*题目要求*
判断下列三项陈述是否与下文的链表题解相符：(a) 题解中的 Python 代码借助栈来保存节点值；(b) 示例 1 的输出为 [2,3,1]；(c) 题目要求以数组形式返回节点的值。每项回答“是”或“否”，并原样引用题解中起决定作用的文字。

*阅读材料*
============

剑指 Offer 06. 从尾到头打印链表

题目

剑指 Offer 06. 从尾到头打印链表

输入一个链表的头节点，从尾到头反过来返回每个节点的值（用数组返回）。

示例 1：

输入：head = [1,3,2]
输出：[2,3,1]

题解

python

还是很好写的。很多数据结构的变换都不需要考虑。

# Definition for singly-linked list.
class ListNode:
    def __init__(self, x):
        self.val = x
        self.next = None

class Solution:
    def reversePrint(self, head):
        res = []
        root = head
        while root:
            res.insert(0,root.val)
            root = root.next
        return res

if __name__ == '__main__':
    L = [1,2,3,4,5]
    Head = ListNode(1)
    R = Head
    i = 1
    while i < len(L):
        R.next = ListNode(L[i])
        i += 1
        R = R.next
    a = Solution()
    print(a.reversePrint(Head))

Java

这里用到了Stack类

package Slash_offer.easy;

import java.util.Stack;

//Definition for singly-linked list.

============

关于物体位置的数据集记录
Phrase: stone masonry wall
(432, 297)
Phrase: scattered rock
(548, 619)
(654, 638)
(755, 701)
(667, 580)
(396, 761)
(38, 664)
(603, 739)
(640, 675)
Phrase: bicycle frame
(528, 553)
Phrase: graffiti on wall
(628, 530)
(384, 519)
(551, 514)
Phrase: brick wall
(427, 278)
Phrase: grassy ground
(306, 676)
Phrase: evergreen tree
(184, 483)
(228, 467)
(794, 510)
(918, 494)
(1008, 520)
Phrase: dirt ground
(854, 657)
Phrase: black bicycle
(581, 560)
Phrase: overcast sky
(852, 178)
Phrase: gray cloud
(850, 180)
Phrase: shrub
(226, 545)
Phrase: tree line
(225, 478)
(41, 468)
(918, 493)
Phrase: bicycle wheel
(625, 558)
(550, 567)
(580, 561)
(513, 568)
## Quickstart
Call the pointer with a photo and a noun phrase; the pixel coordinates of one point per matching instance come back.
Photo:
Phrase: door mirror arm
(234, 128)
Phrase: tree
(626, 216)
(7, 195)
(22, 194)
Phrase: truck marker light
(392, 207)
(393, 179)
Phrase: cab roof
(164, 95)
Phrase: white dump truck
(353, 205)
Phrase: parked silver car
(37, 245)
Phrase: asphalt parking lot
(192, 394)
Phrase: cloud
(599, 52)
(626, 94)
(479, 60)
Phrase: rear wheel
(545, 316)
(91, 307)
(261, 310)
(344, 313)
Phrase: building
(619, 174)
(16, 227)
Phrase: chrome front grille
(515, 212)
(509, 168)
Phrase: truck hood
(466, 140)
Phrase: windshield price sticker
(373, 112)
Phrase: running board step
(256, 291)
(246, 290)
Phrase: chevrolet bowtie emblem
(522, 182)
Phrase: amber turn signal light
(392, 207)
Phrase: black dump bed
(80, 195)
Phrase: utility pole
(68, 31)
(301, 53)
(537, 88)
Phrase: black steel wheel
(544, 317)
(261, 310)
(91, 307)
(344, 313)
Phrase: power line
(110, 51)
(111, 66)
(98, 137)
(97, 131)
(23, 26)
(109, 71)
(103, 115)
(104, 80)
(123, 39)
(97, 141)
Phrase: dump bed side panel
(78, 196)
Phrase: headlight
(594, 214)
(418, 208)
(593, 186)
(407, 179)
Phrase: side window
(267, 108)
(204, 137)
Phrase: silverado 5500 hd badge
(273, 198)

============

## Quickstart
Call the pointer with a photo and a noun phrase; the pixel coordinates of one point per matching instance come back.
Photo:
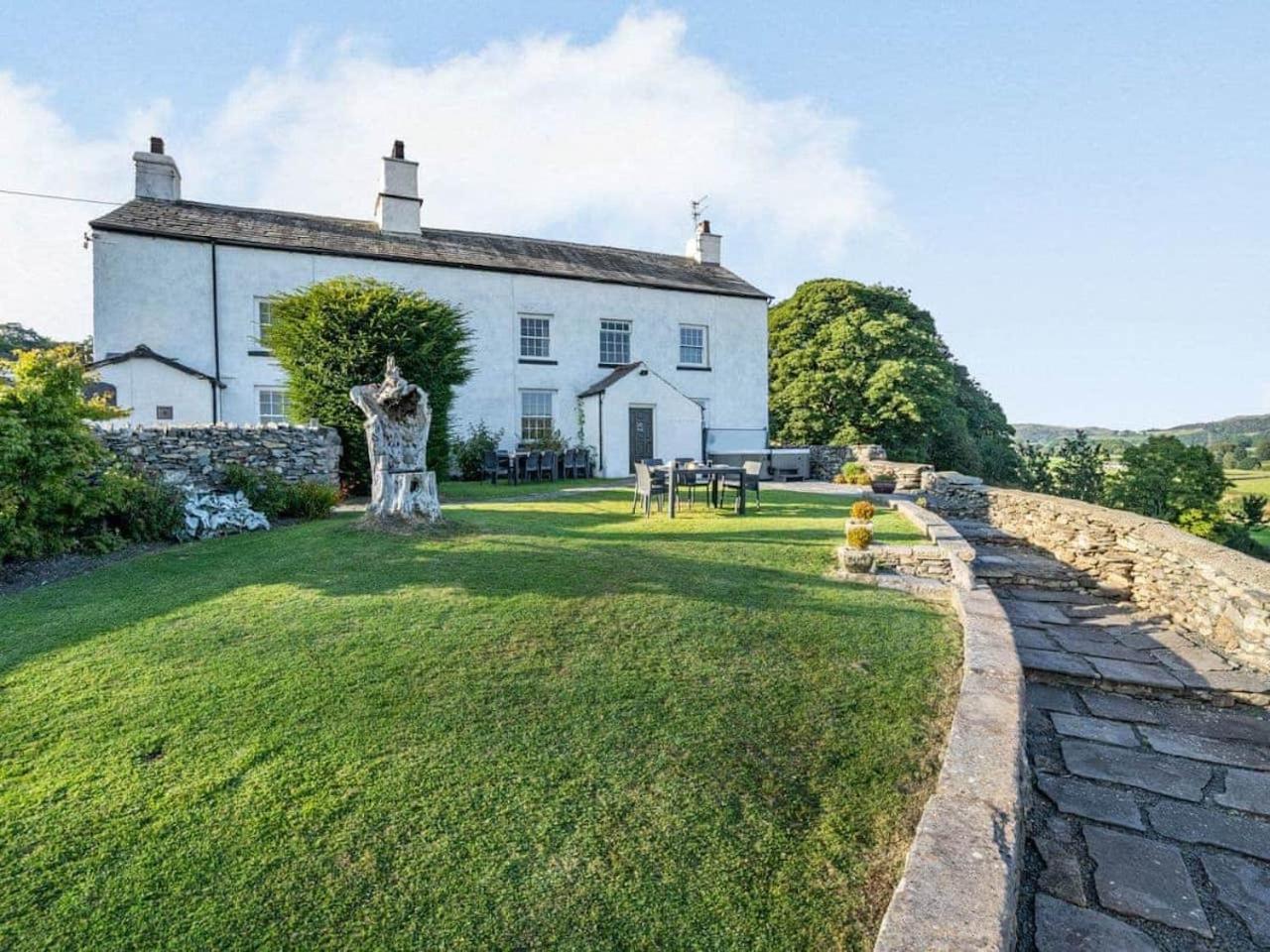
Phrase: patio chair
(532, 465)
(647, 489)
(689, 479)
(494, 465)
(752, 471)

============

*参考答案*
(a) 否。“res.insert(0,root.val)”
(b) 是。“输出：[2,3,1]”
(c) 是。“（用数组返回）”